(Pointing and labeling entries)
══════════

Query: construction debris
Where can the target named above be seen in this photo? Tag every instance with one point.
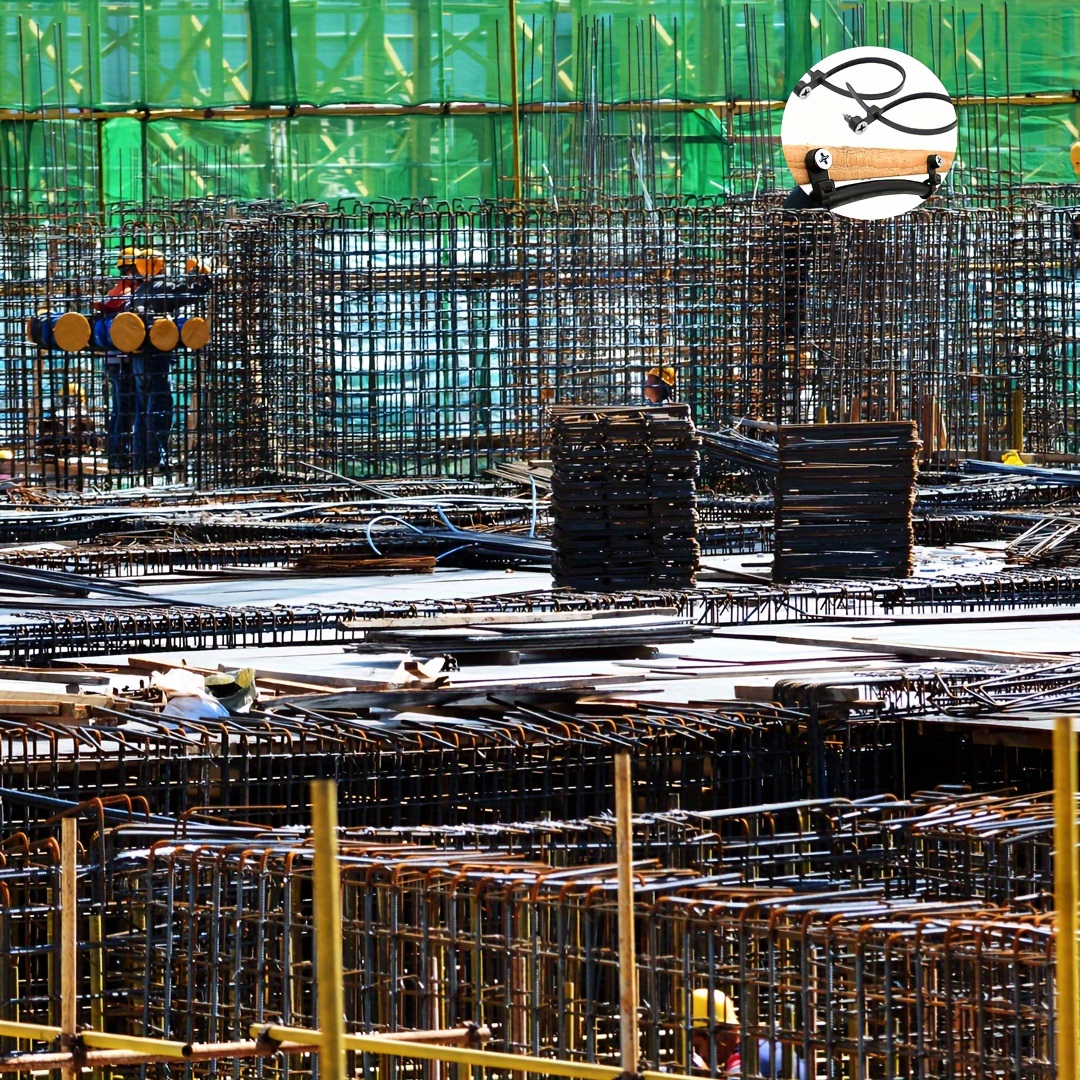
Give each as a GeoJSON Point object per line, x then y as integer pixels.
{"type": "Point", "coordinates": [844, 501]}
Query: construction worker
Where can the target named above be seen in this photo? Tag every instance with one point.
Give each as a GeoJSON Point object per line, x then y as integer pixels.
{"type": "Point", "coordinates": [140, 394]}
{"type": "Point", "coordinates": [714, 1034]}
{"type": "Point", "coordinates": [659, 383]}
{"type": "Point", "coordinates": [119, 372]}
{"type": "Point", "coordinates": [723, 1052]}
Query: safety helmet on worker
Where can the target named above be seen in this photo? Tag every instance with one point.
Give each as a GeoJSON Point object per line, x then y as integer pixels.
{"type": "Point", "coordinates": [723, 1009]}
{"type": "Point", "coordinates": [145, 261]}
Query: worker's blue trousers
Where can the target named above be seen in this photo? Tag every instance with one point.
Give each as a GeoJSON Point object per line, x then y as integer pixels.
{"type": "Point", "coordinates": [121, 412]}
{"type": "Point", "coordinates": [153, 410]}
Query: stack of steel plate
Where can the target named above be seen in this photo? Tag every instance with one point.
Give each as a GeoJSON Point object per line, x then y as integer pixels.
{"type": "Point", "coordinates": [623, 486]}
{"type": "Point", "coordinates": [845, 494]}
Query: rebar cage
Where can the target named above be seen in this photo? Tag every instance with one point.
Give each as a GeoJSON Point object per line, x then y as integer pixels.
{"type": "Point", "coordinates": [416, 339]}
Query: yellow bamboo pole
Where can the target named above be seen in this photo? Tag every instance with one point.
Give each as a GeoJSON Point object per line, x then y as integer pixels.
{"type": "Point", "coordinates": [329, 974]}
{"type": "Point", "coordinates": [459, 1055]}
{"type": "Point", "coordinates": [1065, 895]}
{"type": "Point", "coordinates": [628, 962]}
{"type": "Point", "coordinates": [104, 1040]}
{"type": "Point", "coordinates": [515, 105]}
{"type": "Point", "coordinates": [69, 937]}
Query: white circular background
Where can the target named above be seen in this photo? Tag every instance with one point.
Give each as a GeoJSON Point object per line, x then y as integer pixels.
{"type": "Point", "coordinates": [819, 120]}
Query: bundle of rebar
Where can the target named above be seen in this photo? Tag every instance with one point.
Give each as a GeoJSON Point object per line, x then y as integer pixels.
{"type": "Point", "coordinates": [844, 501]}
{"type": "Point", "coordinates": [623, 498]}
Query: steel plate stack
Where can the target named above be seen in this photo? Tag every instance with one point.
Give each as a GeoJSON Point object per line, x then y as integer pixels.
{"type": "Point", "coordinates": [845, 494]}
{"type": "Point", "coordinates": [623, 487]}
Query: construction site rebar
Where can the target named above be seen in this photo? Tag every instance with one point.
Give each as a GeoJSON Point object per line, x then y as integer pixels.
{"type": "Point", "coordinates": [196, 928]}
{"type": "Point", "coordinates": [419, 339]}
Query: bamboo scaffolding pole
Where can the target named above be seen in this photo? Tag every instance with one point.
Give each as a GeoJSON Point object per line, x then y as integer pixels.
{"type": "Point", "coordinates": [494, 1060]}
{"type": "Point", "coordinates": [628, 964]}
{"type": "Point", "coordinates": [81, 1057]}
{"type": "Point", "coordinates": [69, 940]}
{"type": "Point", "coordinates": [327, 900]}
{"type": "Point", "coordinates": [471, 108]}
{"type": "Point", "coordinates": [1065, 895]}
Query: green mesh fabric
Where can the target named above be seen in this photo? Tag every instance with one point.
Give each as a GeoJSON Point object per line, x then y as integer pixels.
{"type": "Point", "coordinates": [169, 54]}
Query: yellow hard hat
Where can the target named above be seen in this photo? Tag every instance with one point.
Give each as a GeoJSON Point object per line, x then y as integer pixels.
{"type": "Point", "coordinates": [724, 1010]}
{"type": "Point", "coordinates": [147, 261]}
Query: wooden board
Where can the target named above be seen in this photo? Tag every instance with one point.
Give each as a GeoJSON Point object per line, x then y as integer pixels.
{"type": "Point", "coordinates": [865, 163]}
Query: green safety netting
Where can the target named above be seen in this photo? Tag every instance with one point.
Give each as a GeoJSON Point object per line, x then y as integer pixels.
{"type": "Point", "coordinates": [137, 54]}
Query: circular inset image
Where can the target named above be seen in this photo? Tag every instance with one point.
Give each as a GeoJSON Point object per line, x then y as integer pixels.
{"type": "Point", "coordinates": [868, 133]}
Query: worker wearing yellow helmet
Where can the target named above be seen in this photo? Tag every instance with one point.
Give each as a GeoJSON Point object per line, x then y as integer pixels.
{"type": "Point", "coordinates": [715, 1041]}
{"type": "Point", "coordinates": [659, 385]}
{"type": "Point", "coordinates": [138, 359]}
{"type": "Point", "coordinates": [714, 1033]}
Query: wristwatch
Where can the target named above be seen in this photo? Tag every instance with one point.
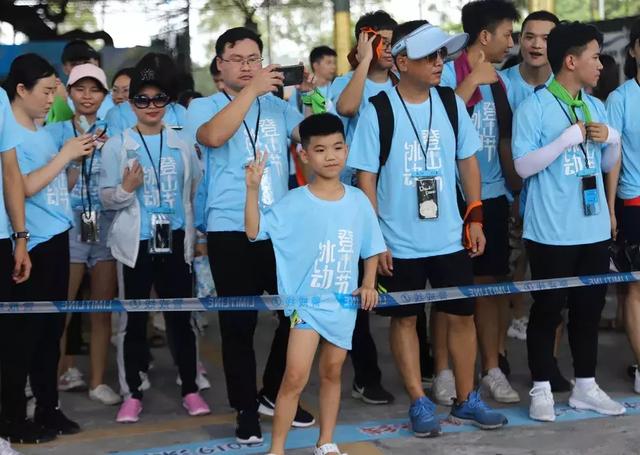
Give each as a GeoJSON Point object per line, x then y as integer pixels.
{"type": "Point", "coordinates": [21, 235]}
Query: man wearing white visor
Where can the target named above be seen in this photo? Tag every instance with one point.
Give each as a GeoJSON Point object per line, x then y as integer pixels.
{"type": "Point", "coordinates": [407, 147]}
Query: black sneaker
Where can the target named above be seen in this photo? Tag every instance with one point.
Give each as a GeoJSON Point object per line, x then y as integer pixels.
{"type": "Point", "coordinates": [26, 432]}
{"type": "Point", "coordinates": [558, 382]}
{"type": "Point", "coordinates": [248, 427]}
{"type": "Point", "coordinates": [55, 420]}
{"type": "Point", "coordinates": [302, 418]}
{"type": "Point", "coordinates": [374, 394]}
{"type": "Point", "coordinates": [503, 363]}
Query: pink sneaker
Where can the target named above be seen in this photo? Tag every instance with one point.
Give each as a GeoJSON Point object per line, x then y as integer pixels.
{"type": "Point", "coordinates": [129, 411]}
{"type": "Point", "coordinates": [195, 405]}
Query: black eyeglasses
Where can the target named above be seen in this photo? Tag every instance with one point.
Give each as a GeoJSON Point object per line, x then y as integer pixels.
{"type": "Point", "coordinates": [143, 101]}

══════════

INSTRUCTIONS TO FOLLOW:
Reproduce all of the records above word for word, leaving out the pictures.

COMPLETED EXERCISE:
Query: construction debris
Where can the target named above be seen in this photo? Tag every instance with one point.
Give each as a GeoJSON Point object per line, x then y as integer pixels.
{"type": "Point", "coordinates": [844, 501]}
Query: construction worker
Where can the target named above be seen in this photo? Tag every instance with one point.
Give each as a GeoJSON Point object per line, x then y as integer pixels.
{"type": "Point", "coordinates": [140, 394]}
{"type": "Point", "coordinates": [714, 1034]}
{"type": "Point", "coordinates": [659, 383]}
{"type": "Point", "coordinates": [119, 372]}
{"type": "Point", "coordinates": [723, 1052]}
Query: safety helmet on worker
Where can the target named above be seen in this photo? Tag every instance with one point.
Give each as a GeoJSON Point object per line, x then y as integer pixels.
{"type": "Point", "coordinates": [723, 1009]}
{"type": "Point", "coordinates": [145, 261]}
Query: worker's blue trousers
Where can the target named above be seen in this photo? Tag every instance with one point.
Give each as a GeoJSON Point object per line, x then y as integer pixels.
{"type": "Point", "coordinates": [121, 412]}
{"type": "Point", "coordinates": [153, 410]}
Query: stack of steel plate
Where can the target named above be seen in this photo? Tag every instance with one point.
Give each as a GeoJSON Point object per line, x then y as integer pixels.
{"type": "Point", "coordinates": [623, 486]}
{"type": "Point", "coordinates": [845, 494]}
Query: rebar cage
Where can the target named above be seen in this photo? Tag every instance with one point.
Give each as a GeoJSON Point object per line, x then y as integer pixels.
{"type": "Point", "coordinates": [416, 339]}
Query: yellow bamboo pole
Where can the target named above be seen in this photo? Tag every instance with one point.
Give each as a GeoJSON Point object per line, x then y as integer pixels.
{"type": "Point", "coordinates": [329, 974]}
{"type": "Point", "coordinates": [459, 1055]}
{"type": "Point", "coordinates": [1065, 895]}
{"type": "Point", "coordinates": [628, 962]}
{"type": "Point", "coordinates": [104, 1040]}
{"type": "Point", "coordinates": [515, 105]}
{"type": "Point", "coordinates": [69, 937]}
Query: white circular background
Where can the target named above be seen in this photo? Tag every instance with one point.
Give each as a GeoJSON Point object per line, x then y as integer pixels.
{"type": "Point", "coordinates": [819, 120]}
Query: bundle of rebar
Where can the target named above be seen in this photo? Tag every instance with one point.
Give each as a GeoJSON Point object per line, x then y as integer pixels.
{"type": "Point", "coordinates": [844, 501]}
{"type": "Point", "coordinates": [623, 498]}
Query: steel plate stack
Where can the target named above be seen in this photo? Tag every instance with one point.
Give each as a GeoJSON Point object per line, x then y as integer pixels.
{"type": "Point", "coordinates": [845, 494]}
{"type": "Point", "coordinates": [623, 487]}
Query: construction site rebar
Where can the target named above be seen in this photo? Tag every instance with one point.
Give each as a GeoJSON Point object per line, x then y as integer pixels.
{"type": "Point", "coordinates": [196, 928]}
{"type": "Point", "coordinates": [419, 339]}
Query: bamboo scaffolding pole
Where can the target named above be seen in this photo? Tag every instance with one point.
Give each as a GeoJSON Point object per line, x then y as integer pixels.
{"type": "Point", "coordinates": [494, 1060]}
{"type": "Point", "coordinates": [628, 964]}
{"type": "Point", "coordinates": [81, 1057]}
{"type": "Point", "coordinates": [69, 940]}
{"type": "Point", "coordinates": [327, 900]}
{"type": "Point", "coordinates": [471, 108]}
{"type": "Point", "coordinates": [1065, 895]}
Query: green mesh fabric
Where can the target named above be seen in this photo? Tag every instance with one point.
Give each as a GeoJSON Point object per line, x then y as integer pixels.
{"type": "Point", "coordinates": [169, 54]}
Query: yellow hard hat
Where can the target named above be seen in this photo? Tag every instance with one point.
Give each as a GeoJSON Point object per line, x then y as integer pixels.
{"type": "Point", "coordinates": [724, 1010]}
{"type": "Point", "coordinates": [147, 261]}
Query: wooden board
Where can the target named above be seen in this photo? Tag every instance with one point.
Give each as a GeoJSON Point object per line, x then y as integer pixels.
{"type": "Point", "coordinates": [865, 163]}
Query: green safety netting
Where can the target named above be seen in this photo? Tag every instance with one point.
Give each as a GeoJSON Point object per line, x then y as integer pixels.
{"type": "Point", "coordinates": [137, 54]}
Query: circular inset image
Where can the target named above be seen in this photo? Tag every instance with one point.
Give each as a GeoJSON Point object per line, x then y as integer pixels.
{"type": "Point", "coordinates": [868, 133]}
Query: worker wearing yellow helmet
Where can the target named above be seen in this photo? Tag every instance with one point.
Give each as a GeoJSON Point object per line, x then y as integer pixels.
{"type": "Point", "coordinates": [715, 1041]}
{"type": "Point", "coordinates": [659, 385]}
{"type": "Point", "coordinates": [138, 359]}
{"type": "Point", "coordinates": [714, 1033]}
Query: wristwatch
Where can the target named above be seen in this photo? Tag every instance with one point.
Give each as a GeoJSON Point object per line, x then y as integer pixels.
{"type": "Point", "coordinates": [21, 235]}
Query: man wearing white visor
Where can the target named above be seen in this photo? Tag every instance with one point.
Give each as a GeoJSON Point object per line, x then y as integer pixels.
{"type": "Point", "coordinates": [407, 147]}
Query: black sneaker
Where can the target named above be seen in this photo? Tag every instance with one point.
Give each as a GeoJSON Point object per line, x then y as integer pixels.
{"type": "Point", "coordinates": [26, 432]}
{"type": "Point", "coordinates": [558, 382]}
{"type": "Point", "coordinates": [248, 427]}
{"type": "Point", "coordinates": [55, 420]}
{"type": "Point", "coordinates": [302, 418]}
{"type": "Point", "coordinates": [374, 394]}
{"type": "Point", "coordinates": [503, 363]}
Query: pink sneaker
Where can the target named above be seen in this photo? Tag every instance with one point.
Give each as a GeoJSON Point object per line, x then y as integer pixels.
{"type": "Point", "coordinates": [129, 411]}
{"type": "Point", "coordinates": [195, 405]}
Query: black eyeglasses
Where can the target named above be seen in this photo? Tag every instance with one point.
Give each as a GeoJSON Point object per line, x then y as integer pixels.
{"type": "Point", "coordinates": [143, 101]}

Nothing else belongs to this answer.